### Extract to read
━━━━━━━━

"What’s My Name?: Black Vernacular Intellectuals" by Grant Farred
On February 4 at 4:00 PM, Stroncature will host the presentation of What’s My Name?: Black Vernacular Intellectuals by Grant Farred (2003). The book has recently been published in Italian by Quodlibet (2025), translated by Valeria Dani.
Antonio Gramsci’s democratic vision famously proposed that “all men are intellectuals,” yet definitions of intellectual work remain largely confined to elite academic and institutional settings.
In this bold and original study, Grant Farred reimagines the figure of the intellectual through four iconic individuals from the African diaspora: American boxer Muhammad Ali, West Indian Marxist critic C. L. R. James, British cultural theorist Stuart Hall, and Jamaican musician Bob Marley. Building on Gramsci’s concept of the organic intellectual, Farred introduces the category of the vernacular intellectual—those who confront injustice not necessarily through formal academic channels, but from within the rhythms and realities of popular culture, public life, and political resistance.

━━━━━━━━

### Dataset content
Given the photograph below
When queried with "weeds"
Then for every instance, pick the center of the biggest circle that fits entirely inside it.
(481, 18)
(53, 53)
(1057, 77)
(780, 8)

━━━━━━━━

### Requests
A: Reproduce every one of the rows verbatim.
B: Pick up the announcement of Grant Farred's book on Black vernacular intellectuals after its last sentence and keep writing.
The rows bear no relation to the announcement about Grant Farred's book.

### Answers to each task
A:
Given the photograph below
When queried with "weeds"
Then for every instance, pick the center of the biggest circle that fits entirely inside it.
(481, 18)
(53, 53)
(1057, 77)
(780, 8)

B:
Ali’s verbal brilliance and fearless dissent, no less than his boxing genius, shaped global perceptions of race, power, and identity. Marley’s music gave voice to anti-colonial struggle and spiritual emancipation, blending political clarity with lyrical and melodic force. Neither is typically called an “intellectual,” yet both performed deeply intellectual labor—reframing collective consciousness and challenging dominant ideologies.
By contrast, James and Hall occupy a liminal space: firmly rooted in academic traditions, but consistently attuned to the vernacular energies of sport, music, media, and diasporic experience. Their work bridges scholarly rigor and cultural urgency, interrogating colonial legacies and the ongoing realities of racism.
What’s My Name challenges conventional boundaries of intellectual legitimacy, offering a compelling and inclusive vision of thought and critique—one that unfolds not only in the university, but in the ring, on the stage, and across the airwaves.
Professor Elettra Stimilli and Professor Felice Ciamatti will be in conversation with the author. The event will be moderated by Riccardo Pennisi.
Registration is required to attend.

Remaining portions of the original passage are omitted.